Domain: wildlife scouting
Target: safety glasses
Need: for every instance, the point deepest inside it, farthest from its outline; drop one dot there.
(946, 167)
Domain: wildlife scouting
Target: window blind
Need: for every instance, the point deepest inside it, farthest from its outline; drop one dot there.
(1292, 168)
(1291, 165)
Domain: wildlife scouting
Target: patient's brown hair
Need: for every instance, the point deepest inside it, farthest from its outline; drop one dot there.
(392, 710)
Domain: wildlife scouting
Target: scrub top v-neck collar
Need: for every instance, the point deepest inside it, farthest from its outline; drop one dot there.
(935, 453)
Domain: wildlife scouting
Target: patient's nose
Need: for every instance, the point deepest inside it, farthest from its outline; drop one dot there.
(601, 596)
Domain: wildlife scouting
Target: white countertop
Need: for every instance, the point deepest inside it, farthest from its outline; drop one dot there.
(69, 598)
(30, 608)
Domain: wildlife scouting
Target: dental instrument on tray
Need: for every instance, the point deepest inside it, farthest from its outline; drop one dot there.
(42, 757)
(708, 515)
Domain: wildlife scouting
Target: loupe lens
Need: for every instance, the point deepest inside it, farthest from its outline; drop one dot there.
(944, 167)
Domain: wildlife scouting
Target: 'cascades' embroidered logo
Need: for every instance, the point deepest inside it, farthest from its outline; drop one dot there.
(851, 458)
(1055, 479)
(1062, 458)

────

Every line of the material must be returned exactly as it appears.

Domain: wildlife scouting
Target: safety glasses
Need: for every instance, the point deepest inside it, farthest from its outline; drop one dot there.
(946, 167)
Domain: wildlife scouting
Target: window blind
Need: for every instance, the point deepest inside it, farthest from its outline; drop one dot there.
(1292, 168)
(1291, 165)
Domain: wildlife scouting
Target: patient's brown hair
Need: for every instance, the point deepest inside it, farthest from its outline; drop one dot there.
(392, 710)
Domain: wildlife scouting
Target: scrub top v-neck collar
Need: for every instance, the point deepest inside it, farthest from its outline; drop one dot there.
(935, 453)
Domain: wildlife scouting
Target: patient's nose
Need: for every instance, the point deepest inside it, farthest from its outline; drop one dot there.
(601, 596)
Domain: wildlife scouting
Target: white countertop
Need: for every instance, the point deepest inside it, farthest from its outline; drop one dot there.
(69, 598)
(30, 608)
Domain: wildlife scouting
Target: dental instrument on tray
Need: for every instance, the point deepest inside it, farthest from its outline; drop one dot there.
(42, 757)
(708, 515)
Domain: wildlife scouting
Target: loupe lens
Need: for every instance, the point deepest inside it, farthest from its outline; drop one dot there.
(944, 167)
Domain: wildlife scouting
Target: 'cascades' embroidered logo
Need: for every instance, the point deepest inside it, farthest from its outline; drop one dot there.
(851, 458)
(1055, 479)
(1062, 458)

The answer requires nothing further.